- **ABOUT THIS TASK**
Give back every record verbatim, but not the pictures.

- **GIVEN DATA**
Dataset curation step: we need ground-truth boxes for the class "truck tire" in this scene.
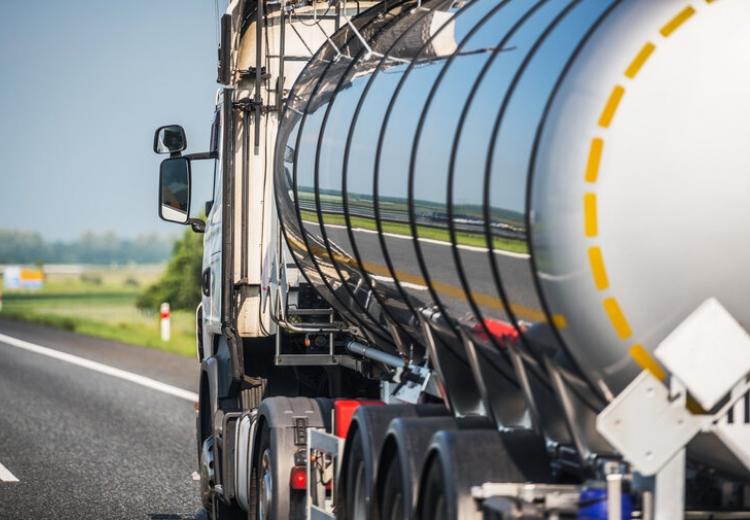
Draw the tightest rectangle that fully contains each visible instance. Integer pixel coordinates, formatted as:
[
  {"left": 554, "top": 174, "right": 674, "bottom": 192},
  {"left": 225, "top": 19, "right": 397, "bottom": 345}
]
[
  {"left": 209, "top": 495, "right": 246, "bottom": 520},
  {"left": 250, "top": 397, "right": 330, "bottom": 520},
  {"left": 416, "top": 429, "right": 551, "bottom": 520},
  {"left": 339, "top": 405, "right": 413, "bottom": 520},
  {"left": 199, "top": 436, "right": 244, "bottom": 519},
  {"left": 374, "top": 416, "right": 456, "bottom": 520},
  {"left": 249, "top": 418, "right": 306, "bottom": 520},
  {"left": 338, "top": 405, "right": 448, "bottom": 520}
]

- **OUTPUT OF THE EXERCISE**
Dataset curation step: we need ground-truth boxes for the class "truck tire" in this scene.
Draw the tightest rectangle that fully contains each visible instance. Integer pixel coordinates, formatted as:
[
  {"left": 554, "top": 174, "right": 674, "bottom": 192},
  {"left": 225, "top": 19, "right": 397, "bottom": 345}
]
[
  {"left": 209, "top": 495, "right": 246, "bottom": 520},
  {"left": 250, "top": 397, "right": 330, "bottom": 520},
  {"left": 416, "top": 429, "right": 551, "bottom": 520},
  {"left": 339, "top": 405, "right": 413, "bottom": 520},
  {"left": 199, "top": 436, "right": 244, "bottom": 519},
  {"left": 374, "top": 416, "right": 456, "bottom": 520},
  {"left": 249, "top": 418, "right": 306, "bottom": 520},
  {"left": 338, "top": 405, "right": 448, "bottom": 520}
]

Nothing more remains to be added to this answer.